## Selected passage
——————
Case Study: Moving High-Performance Graphics Workstations to the Cloud

The driving force behind this cloud innovation is Building Information Modeling

We have heard a lot about Cloud Computing and Saas, but what about moving high-performance graphics workstations to the cloud? This article describes how Little Diversified Architectural Consulting, located in Charlotte, NC, built a Private Cloud that included their high-performance graphics workstations (HPGW). The Little Cloud is in production and on track to reduce their workstation and laptop hardware expense by 67% ($2M) over the next 10 years.

Business Opportunity
The current economy has been challenging for all organizations and has caused everyone to rethink everything. The driving force behind this cloud innovation at Little is Building Information Modeling (BIM). Designers are now able to construct a fully documented, 3D building in a computer before they actually build it on-site. This requires a lot of computer power and a few obstacles. Little's cloud strategy "kills 11 birds with one stone" and has many applications outside of the Architecture, Engineering, and Construction (AEC) industry.
——————
Excerpts from a location annotation dataset:
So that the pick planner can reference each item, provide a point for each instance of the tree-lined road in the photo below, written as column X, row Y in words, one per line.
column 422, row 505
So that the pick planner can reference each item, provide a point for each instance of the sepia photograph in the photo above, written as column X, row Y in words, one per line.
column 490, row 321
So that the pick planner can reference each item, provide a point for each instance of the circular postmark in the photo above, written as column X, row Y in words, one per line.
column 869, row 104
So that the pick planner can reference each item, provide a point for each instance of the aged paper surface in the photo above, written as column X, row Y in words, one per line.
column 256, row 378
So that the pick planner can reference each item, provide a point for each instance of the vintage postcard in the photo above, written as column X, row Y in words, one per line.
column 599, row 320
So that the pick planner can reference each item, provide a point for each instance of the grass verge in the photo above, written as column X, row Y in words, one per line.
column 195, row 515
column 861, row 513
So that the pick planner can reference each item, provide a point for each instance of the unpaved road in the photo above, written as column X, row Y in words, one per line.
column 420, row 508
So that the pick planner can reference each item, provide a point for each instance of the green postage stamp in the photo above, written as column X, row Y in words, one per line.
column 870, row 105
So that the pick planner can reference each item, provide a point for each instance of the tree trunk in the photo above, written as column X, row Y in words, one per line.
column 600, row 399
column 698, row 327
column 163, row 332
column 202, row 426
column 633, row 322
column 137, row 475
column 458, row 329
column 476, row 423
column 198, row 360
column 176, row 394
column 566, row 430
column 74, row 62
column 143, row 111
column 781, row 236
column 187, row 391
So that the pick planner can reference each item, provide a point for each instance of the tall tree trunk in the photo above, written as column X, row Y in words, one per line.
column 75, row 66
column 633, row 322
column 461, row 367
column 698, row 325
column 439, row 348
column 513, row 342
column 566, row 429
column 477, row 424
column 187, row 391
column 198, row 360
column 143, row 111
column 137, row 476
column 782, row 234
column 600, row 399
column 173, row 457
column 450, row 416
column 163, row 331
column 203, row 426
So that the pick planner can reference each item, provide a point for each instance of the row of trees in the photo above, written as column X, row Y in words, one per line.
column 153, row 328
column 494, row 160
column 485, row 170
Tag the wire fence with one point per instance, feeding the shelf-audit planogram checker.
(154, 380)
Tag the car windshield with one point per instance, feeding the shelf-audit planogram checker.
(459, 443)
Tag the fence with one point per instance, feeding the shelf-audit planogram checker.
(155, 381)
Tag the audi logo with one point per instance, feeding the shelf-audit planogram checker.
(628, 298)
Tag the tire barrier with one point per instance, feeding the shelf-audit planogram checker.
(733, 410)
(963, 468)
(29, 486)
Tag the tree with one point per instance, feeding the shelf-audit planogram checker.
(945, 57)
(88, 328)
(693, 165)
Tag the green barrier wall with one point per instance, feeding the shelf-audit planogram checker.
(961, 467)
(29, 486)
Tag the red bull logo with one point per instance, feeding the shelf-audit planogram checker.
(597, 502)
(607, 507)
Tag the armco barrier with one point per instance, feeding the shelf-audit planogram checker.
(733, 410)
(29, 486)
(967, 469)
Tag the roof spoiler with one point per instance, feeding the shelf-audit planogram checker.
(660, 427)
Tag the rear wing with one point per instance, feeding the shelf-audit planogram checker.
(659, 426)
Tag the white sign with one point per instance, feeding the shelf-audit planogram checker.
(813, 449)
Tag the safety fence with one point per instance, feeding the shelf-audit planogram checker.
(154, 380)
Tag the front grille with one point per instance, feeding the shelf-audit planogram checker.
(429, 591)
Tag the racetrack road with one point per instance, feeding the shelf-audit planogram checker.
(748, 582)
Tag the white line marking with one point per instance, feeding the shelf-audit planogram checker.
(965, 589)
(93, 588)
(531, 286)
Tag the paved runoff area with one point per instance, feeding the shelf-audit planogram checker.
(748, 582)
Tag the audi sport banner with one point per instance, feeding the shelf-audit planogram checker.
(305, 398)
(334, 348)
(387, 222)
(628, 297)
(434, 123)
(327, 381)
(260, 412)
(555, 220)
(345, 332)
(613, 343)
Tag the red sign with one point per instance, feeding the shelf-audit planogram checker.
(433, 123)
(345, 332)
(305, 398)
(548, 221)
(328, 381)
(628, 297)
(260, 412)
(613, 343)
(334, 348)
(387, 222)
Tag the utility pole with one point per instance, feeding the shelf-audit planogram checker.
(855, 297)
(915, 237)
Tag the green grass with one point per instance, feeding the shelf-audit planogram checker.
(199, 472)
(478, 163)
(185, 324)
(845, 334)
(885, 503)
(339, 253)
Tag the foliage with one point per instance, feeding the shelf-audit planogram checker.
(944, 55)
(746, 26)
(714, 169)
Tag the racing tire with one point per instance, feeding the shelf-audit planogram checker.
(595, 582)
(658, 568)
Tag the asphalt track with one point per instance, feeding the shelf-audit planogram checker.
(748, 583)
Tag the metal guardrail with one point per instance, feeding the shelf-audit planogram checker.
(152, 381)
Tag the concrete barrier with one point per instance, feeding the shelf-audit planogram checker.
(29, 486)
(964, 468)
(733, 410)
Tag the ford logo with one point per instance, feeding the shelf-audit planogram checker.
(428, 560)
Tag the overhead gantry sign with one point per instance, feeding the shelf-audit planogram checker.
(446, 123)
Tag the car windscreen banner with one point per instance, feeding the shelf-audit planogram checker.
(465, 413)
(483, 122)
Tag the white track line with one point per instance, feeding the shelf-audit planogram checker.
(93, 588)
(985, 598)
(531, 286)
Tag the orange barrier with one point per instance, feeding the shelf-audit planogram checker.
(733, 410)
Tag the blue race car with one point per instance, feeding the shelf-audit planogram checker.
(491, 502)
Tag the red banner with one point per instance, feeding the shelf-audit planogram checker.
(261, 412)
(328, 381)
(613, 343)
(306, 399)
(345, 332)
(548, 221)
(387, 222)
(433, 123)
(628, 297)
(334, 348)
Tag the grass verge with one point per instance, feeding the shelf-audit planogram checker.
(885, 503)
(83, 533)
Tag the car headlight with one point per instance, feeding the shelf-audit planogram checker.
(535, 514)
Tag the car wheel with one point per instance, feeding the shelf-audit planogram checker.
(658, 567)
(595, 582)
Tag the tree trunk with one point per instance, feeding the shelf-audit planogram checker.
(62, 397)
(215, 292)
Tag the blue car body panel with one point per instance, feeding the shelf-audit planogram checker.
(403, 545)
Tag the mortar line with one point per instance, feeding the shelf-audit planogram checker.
——————
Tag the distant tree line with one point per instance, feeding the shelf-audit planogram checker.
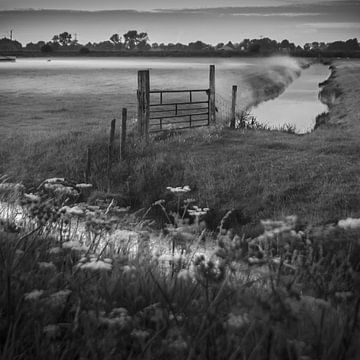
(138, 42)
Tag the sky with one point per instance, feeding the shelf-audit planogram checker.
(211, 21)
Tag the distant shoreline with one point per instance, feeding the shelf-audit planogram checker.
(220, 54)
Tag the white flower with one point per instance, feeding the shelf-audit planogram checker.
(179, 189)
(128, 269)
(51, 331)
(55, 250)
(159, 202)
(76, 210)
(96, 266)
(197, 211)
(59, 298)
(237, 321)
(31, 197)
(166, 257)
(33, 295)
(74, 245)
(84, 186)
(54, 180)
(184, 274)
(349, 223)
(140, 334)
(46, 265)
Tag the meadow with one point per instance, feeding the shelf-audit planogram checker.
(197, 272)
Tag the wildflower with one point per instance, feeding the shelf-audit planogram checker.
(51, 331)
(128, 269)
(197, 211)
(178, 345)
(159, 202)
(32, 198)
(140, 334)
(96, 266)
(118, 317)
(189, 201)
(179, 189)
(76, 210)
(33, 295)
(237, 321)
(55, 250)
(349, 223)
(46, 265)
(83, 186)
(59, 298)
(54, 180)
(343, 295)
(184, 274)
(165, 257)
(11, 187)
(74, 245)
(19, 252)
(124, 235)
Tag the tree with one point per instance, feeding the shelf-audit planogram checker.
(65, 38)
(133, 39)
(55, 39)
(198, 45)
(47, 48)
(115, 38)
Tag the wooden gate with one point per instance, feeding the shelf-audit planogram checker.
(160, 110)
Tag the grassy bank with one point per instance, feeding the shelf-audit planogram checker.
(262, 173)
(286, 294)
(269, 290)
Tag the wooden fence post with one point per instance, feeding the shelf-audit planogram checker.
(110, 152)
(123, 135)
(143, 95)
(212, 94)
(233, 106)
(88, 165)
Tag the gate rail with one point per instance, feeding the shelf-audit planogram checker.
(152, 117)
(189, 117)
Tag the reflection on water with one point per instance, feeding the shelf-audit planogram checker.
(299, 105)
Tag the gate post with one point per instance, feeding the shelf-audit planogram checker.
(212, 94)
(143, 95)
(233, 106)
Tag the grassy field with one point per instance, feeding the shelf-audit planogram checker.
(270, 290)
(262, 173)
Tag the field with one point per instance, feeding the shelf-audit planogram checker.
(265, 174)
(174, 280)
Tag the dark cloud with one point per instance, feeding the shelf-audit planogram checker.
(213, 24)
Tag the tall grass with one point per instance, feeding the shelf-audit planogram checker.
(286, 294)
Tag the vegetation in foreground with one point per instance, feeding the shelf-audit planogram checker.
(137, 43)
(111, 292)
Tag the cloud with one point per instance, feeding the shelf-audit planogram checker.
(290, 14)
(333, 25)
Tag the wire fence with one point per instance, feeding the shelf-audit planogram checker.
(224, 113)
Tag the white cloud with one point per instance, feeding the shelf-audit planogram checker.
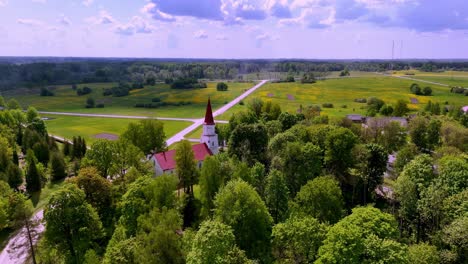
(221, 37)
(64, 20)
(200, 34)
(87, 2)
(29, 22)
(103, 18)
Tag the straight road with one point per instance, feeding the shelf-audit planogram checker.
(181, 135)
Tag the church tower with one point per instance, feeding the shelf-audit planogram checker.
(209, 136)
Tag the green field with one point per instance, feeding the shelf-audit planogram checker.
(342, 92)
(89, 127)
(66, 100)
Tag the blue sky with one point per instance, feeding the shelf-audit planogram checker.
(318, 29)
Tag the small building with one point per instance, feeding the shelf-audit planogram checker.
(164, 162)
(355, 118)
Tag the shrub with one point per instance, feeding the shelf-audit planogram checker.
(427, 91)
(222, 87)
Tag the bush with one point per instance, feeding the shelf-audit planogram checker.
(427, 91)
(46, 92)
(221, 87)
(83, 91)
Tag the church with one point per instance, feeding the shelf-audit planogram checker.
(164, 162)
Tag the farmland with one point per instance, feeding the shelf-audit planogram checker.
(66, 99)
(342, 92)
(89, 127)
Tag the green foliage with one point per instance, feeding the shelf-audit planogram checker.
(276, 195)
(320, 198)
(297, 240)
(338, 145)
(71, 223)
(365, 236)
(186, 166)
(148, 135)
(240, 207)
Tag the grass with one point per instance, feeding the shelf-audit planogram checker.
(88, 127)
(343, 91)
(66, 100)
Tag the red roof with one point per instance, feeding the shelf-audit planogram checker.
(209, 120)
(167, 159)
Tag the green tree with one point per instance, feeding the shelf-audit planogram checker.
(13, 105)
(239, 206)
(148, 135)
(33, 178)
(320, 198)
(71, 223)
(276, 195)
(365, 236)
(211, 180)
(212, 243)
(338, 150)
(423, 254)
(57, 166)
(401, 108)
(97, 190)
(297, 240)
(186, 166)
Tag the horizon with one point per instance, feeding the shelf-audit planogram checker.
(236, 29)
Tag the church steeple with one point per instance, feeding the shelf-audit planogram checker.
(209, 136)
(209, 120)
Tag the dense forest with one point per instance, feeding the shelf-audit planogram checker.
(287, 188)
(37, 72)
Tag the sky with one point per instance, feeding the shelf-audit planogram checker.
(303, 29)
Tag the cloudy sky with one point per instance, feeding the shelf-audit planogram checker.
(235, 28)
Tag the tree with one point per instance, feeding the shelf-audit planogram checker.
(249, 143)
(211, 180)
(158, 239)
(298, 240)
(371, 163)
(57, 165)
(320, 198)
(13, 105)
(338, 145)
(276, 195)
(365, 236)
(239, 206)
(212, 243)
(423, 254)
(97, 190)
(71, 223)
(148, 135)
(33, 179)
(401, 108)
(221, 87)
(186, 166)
——————
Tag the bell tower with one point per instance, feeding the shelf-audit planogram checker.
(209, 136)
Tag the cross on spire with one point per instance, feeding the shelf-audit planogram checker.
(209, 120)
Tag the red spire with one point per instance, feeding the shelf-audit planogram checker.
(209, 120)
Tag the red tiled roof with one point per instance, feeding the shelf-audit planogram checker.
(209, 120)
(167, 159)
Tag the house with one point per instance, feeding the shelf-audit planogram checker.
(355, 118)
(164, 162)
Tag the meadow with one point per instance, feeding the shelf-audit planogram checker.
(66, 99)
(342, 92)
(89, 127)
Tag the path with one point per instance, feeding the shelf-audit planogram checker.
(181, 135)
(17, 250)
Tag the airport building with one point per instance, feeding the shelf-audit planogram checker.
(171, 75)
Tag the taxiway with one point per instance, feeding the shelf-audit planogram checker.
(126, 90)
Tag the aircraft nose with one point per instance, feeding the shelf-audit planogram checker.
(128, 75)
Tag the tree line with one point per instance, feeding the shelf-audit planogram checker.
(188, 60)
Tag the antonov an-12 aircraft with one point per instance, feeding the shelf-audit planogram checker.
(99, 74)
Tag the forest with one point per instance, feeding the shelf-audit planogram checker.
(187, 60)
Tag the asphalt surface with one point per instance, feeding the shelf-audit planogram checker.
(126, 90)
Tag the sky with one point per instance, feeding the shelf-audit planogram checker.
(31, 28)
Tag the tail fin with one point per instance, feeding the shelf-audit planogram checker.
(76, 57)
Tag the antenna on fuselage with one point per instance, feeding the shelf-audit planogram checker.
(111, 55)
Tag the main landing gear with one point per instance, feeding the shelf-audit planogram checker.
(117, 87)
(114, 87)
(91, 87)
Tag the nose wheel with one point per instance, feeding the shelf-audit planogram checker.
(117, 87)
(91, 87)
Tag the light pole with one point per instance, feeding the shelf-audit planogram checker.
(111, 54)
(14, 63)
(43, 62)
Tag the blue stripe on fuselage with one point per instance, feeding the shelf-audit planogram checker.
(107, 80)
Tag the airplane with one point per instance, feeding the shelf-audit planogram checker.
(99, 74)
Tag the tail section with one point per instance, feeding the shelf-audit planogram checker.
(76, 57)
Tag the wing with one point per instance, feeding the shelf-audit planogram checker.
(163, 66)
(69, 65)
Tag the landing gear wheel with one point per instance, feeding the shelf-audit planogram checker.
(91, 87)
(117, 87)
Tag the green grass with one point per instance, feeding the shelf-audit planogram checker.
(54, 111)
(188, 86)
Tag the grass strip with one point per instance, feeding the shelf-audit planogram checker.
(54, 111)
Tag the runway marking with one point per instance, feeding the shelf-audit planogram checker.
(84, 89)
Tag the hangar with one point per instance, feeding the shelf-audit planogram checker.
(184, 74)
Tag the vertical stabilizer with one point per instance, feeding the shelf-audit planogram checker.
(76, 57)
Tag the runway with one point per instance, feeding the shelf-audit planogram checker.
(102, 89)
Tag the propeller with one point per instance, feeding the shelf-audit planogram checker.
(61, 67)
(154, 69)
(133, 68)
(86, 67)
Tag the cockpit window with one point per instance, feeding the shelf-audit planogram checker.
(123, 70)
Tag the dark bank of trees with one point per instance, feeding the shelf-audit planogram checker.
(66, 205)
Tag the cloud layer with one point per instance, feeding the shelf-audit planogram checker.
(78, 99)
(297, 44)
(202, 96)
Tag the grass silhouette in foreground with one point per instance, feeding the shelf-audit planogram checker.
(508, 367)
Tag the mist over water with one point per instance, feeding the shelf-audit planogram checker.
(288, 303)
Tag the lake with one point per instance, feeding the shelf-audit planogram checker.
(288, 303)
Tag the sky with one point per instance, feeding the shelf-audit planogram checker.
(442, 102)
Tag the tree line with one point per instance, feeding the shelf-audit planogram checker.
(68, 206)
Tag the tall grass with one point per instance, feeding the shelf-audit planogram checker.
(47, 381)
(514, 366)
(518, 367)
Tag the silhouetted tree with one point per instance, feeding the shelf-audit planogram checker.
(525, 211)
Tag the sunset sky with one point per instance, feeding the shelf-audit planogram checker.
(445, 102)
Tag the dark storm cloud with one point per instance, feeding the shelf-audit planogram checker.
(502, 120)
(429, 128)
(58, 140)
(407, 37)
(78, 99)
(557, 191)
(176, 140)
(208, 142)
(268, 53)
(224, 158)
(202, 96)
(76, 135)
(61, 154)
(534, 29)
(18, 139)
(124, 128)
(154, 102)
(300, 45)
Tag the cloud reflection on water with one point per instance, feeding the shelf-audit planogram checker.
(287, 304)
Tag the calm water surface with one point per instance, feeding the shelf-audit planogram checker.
——————
## Problem requirements
Retype the full case study on moving graphics workstations to the cloud, word for word. The listing was taken from a different source than the case study.

## Result of the task
Case Study: Moving High-Performance Graphics Workstations to the Cloud

The driving force behind this cloud innovation is Building Information Modeling

We have heard a lot about Cloud Computing and Saas, but what about moving high-performance graphics workstations to the cloud? This article describes how Little Diversified Architectural Consulting, located in Charlotte, NC, built a Private Cloud that included their high-performance graphics workstations (HPGW). The Little Cloud is in production and on track to reduce their workstation and laptop hardware expense by 67% ($2M) over the next 10 years.

Business Opportunity
The current economy has been challenging for all organizations and has caused everyone to rethink everything. The driving force behind this cloud innovation at Little is Building Information Modeling (BIM). Designers are now able to construct a fully documented, 3D building in a computer before they actually build it on-site. This requires a lot of computer power and a few obstacles. Little's cloud strategy "kills 11 birds with one stone" and has many applications outside of the Architecture, Engineering, and Construction (AEC) industry.